**Partes del ejercicio**
(a) Por favor, responde estas preguntas sobre el extracto, cada respuesta en su propia línea:
(i) ¿Cuántos años acababa de cumplir quien narra al llegar a Manchester?
(ii) ¿Dónde estaba el internado en el que estudiaba quien narra?
(iii) ¿A qué club venció el Manchester en la final de la Copa Europea?
(b) Copia el fragmento del extracto que empieza en las palabras "PERIGRINACIÓN" y termina tras "de cumplir 42.", cambiando "lluviosa" por "brumosa".

PERIGRINACIÓN
A UN SANTUARIO DEL FUTBOL
Por Desson Howe
Manchester
rutilaba en la penumbra cuado el avión aterrizó. Por
fin había llegado yo a esta ciudad del norte de Inglaterra,
la lluviosa Camelot, con la cual soñaba desde hacía
más de 30 años. Acababa de cumplir 42.
Me
enamoré de Manchester a finales de los años 60, cuando
estudiaba en un internado en Surrey, a más de 320 kilómetros
al sur. ¿Por qué me fascinaba una ciudad industrial
que jamás había visitado? La razón era sencilla:
alli estaba la sede del Manchester United, el equipo de futbol más
famoso del planeta.
Como
muchos otros niños, era yo fanático de este deporte
desde que Inglaterra ganó la Copa Mundial en 1966, año
en que cumplí ocho. Dos años después, también
en Wembley, el Manchester venció al club portugués
Benfica en la final de la Copa Europea, primera vez que un equipo
inglés ganaba ese título. Fue el inicio de mi idilio
con los "Diablos Rojos". Era un colegial solitario que
necesitaba identificarse con algo, y elegí al Manchester.

**Material recopilado**
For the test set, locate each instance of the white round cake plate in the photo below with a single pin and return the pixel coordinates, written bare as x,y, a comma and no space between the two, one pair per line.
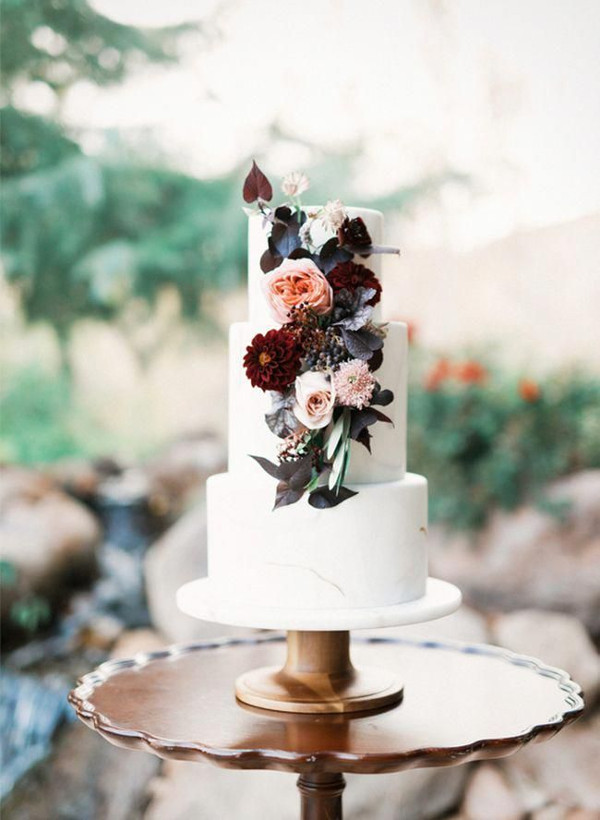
201,600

**Respuestas del ejercicio**
(a)
(i) 42 años.
(ii) En Surrey, a más de 320 kilómetros al sur de Manchester.
(iii) Al Benfica, club portugués.

(b)
PERIGRINACIÓN
A UN SANTUARIO DEL FUTBOL
Por Desson Howe
Manchester
rutilaba en la penumbra cuado el avión aterrizó. Por
fin había llegado yo a esta ciudad del norte de Inglaterra,
la brumosa Camelot, con la cual soñaba desde hacía
más de 30 años. Acababa de cumplir 42.